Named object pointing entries
::::::

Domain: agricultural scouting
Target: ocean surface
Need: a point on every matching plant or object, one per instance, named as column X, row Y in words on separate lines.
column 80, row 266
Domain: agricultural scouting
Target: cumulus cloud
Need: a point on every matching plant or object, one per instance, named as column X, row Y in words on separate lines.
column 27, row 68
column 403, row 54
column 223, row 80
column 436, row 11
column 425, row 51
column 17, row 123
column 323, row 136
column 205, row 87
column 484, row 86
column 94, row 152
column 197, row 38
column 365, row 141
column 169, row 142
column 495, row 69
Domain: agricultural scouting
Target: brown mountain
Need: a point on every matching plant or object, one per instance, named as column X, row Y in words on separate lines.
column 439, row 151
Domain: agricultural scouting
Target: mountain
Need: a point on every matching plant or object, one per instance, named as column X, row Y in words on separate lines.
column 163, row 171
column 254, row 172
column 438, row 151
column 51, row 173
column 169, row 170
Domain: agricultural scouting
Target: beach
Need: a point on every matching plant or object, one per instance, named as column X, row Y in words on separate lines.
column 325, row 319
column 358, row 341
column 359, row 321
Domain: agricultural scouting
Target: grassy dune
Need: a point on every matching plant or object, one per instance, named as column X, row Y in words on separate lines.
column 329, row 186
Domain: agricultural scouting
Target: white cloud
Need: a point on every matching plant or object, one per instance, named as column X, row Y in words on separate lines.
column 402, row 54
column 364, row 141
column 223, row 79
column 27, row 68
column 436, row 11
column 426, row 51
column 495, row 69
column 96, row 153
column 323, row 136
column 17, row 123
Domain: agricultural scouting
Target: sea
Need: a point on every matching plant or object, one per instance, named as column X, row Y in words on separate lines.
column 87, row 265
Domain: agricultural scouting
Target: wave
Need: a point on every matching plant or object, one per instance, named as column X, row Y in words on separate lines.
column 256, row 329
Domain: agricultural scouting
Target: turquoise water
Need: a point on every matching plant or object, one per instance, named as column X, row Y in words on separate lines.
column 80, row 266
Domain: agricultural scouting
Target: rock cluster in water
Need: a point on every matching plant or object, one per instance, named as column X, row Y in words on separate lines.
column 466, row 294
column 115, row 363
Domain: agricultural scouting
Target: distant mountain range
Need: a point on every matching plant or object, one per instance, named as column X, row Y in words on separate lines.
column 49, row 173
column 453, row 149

::::::

▸ SHORT EXERCISE
Please restate the data word for word, every record included.

▸ RESULT FOR THIS EXERCISE
Domain: agricultural scouting
Target: ocean surface
Need: a point on every matching plant or object, one per instance, named as column X, row Y in words on separate lines.
column 80, row 266
Domain: agricultural scouting
Target: cumulus cloud
Need: a point on every matching plant or object, one per instance, named as column X, row Y in words on separate lines.
column 27, row 68
column 403, row 54
column 223, row 80
column 436, row 11
column 425, row 51
column 17, row 123
column 323, row 136
column 205, row 87
column 484, row 86
column 94, row 152
column 197, row 38
column 365, row 141
column 169, row 142
column 495, row 69
Domain: agricultural scouting
Target: brown mountain
Need: a point on every matching plant or object, one per instance, named as column X, row Y in words on separate lines.
column 439, row 151
Domain: agricultural scouting
Target: mountain
Need: a point on every matching plant or object, one per instance, named as column X, row Y in words on separate lines.
column 163, row 171
column 254, row 172
column 438, row 151
column 51, row 173
column 169, row 170
Domain: agricultural scouting
Target: beach
Need: a point on every matching plant or object, one per instance, named as column X, row Y in words on separate lines.
column 325, row 319
column 358, row 341
column 359, row 321
Domain: agricultural scouting
Target: grassy dune
Need: a point on every matching plant or object, one per instance, named as column X, row Y in words on separate lines.
column 329, row 186
Domain: agricultural scouting
Target: white cloud
Need: a point on every matching plant or object, one per instance, named as column X, row Y in words on separate lines.
column 402, row 54
column 364, row 141
column 223, row 79
column 27, row 68
column 436, row 11
column 426, row 51
column 495, row 69
column 96, row 153
column 323, row 136
column 17, row 123
Domain: agricultural scouting
Target: sea
Need: a point on every matching plant or object, one per instance, named as column X, row Y in words on separate lines.
column 87, row 265
Domain: agricultural scouting
Target: wave
Need: a point on every matching plant or object, one per instance, named as column X, row Y in words on separate lines.
column 256, row 329
Domain: agricultural scouting
Target: turquoise water
Need: a point on every matching plant or object, one per instance, named as column X, row Y in words on separate lines.
column 80, row 266
Domain: agricultural scouting
Target: rock cluster in water
Need: a point on every matching plant or object, one per instance, named as column X, row Y in words on separate lines.
column 466, row 294
column 115, row 363
Domain: agricultural scouting
Target: distant mountain range
Need: a point on every matching plant or object, one per instance, named as column X, row Y in words on separate lines.
column 49, row 173
column 453, row 149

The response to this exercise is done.